Rewrite the part of the records that opens with the line containing "written like <point>172,110</point>." and closes with the line containing "<point>214,125</point>", swapping "bare shoulder" for "left shoulder" and leaving everything else unchanged. Return only those lines.

═════ SUPPLIED RECORDS ═════

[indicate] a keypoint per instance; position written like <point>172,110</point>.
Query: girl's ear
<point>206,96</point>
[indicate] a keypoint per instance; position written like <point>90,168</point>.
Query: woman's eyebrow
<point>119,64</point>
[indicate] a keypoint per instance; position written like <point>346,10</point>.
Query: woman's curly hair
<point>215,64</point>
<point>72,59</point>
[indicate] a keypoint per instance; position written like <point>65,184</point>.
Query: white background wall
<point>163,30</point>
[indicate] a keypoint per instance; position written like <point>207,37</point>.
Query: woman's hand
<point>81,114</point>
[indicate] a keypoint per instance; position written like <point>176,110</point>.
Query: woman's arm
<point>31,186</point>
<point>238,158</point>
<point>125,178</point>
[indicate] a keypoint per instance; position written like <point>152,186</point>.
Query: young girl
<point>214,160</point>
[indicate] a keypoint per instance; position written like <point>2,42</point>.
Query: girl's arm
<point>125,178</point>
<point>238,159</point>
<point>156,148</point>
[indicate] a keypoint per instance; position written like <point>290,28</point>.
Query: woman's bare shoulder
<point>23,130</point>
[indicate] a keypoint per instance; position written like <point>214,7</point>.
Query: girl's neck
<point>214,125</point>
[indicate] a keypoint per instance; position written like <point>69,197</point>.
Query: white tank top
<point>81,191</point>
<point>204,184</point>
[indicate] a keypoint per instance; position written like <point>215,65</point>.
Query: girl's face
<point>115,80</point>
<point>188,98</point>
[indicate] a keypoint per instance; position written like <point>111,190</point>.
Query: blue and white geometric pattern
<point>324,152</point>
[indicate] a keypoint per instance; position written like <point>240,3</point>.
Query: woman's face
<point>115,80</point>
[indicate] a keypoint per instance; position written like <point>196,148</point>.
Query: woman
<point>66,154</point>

═════
═════ SUPPLIED RECORDS ═════

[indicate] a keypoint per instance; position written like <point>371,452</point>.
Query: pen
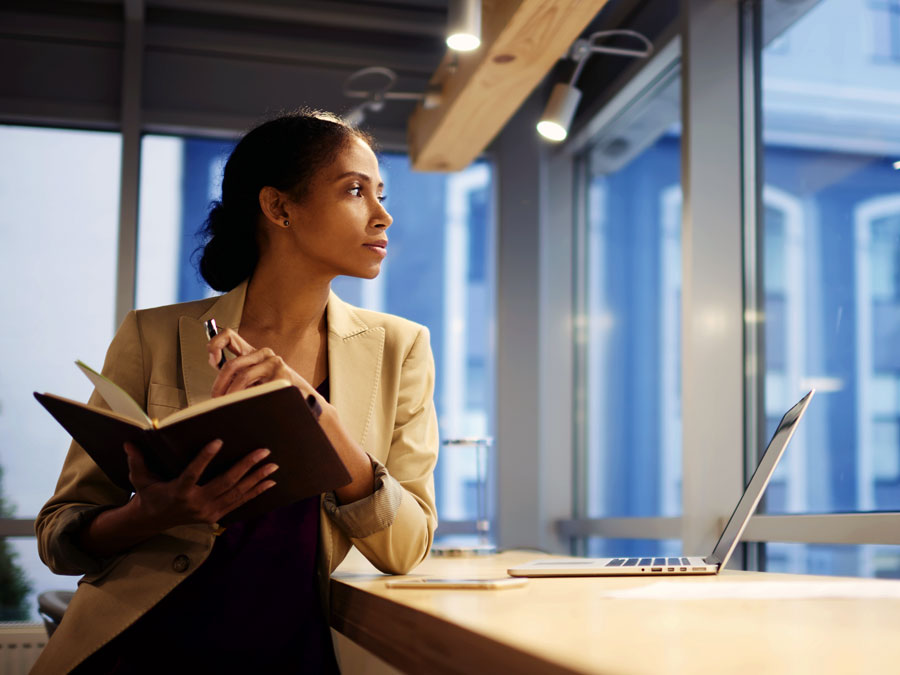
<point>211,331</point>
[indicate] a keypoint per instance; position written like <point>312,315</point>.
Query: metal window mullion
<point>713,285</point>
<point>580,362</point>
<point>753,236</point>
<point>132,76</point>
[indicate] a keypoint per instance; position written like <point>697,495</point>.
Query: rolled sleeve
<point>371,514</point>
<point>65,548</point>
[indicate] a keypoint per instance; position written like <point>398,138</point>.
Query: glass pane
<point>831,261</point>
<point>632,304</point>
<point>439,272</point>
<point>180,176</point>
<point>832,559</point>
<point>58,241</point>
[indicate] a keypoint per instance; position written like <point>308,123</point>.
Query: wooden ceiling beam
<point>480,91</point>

═════
═════ SUPPLIED RECORDS ═════

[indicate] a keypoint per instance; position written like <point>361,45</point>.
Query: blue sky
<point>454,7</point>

═════

◆ CORRECT RESPONSE
[indicate] a keypoint per instance; position written like <point>172,110</point>.
Query: girl's ear
<point>206,96</point>
[indicate] a keypoint per instance; position written like <point>90,168</point>.
Query: woman's eyebrow
<point>119,64</point>
[indicate] a keypoint per instance; position written like <point>346,10</point>.
Query: woman's curly hair
<point>215,64</point>
<point>72,59</point>
[indicate] a keypoint per instance; position written like <point>65,184</point>.
Query: white background wall
<point>163,30</point>
[indicate] a keypoint per instance; position written like <point>207,37</point>.
Query: woman's hand
<point>81,114</point>
[indicate] a keypoint per instance; position written like <point>176,110</point>.
Query: woman's arm
<point>31,186</point>
<point>238,158</point>
<point>125,178</point>
[indicate] a keypoint per instance; position written like <point>152,186</point>.
Query: young girl
<point>214,160</point>
[indicate] a keypoint per instance; position written like <point>2,42</point>.
Query: girl's arm
<point>125,178</point>
<point>238,159</point>
<point>156,148</point>
[indicate] a keypoint per instance; position written like <point>290,28</point>.
Query: woman's left shoulder
<point>23,130</point>
[indicate] a keypoint per instance; position written like <point>214,7</point>.
Query: girl's neck
<point>214,125</point>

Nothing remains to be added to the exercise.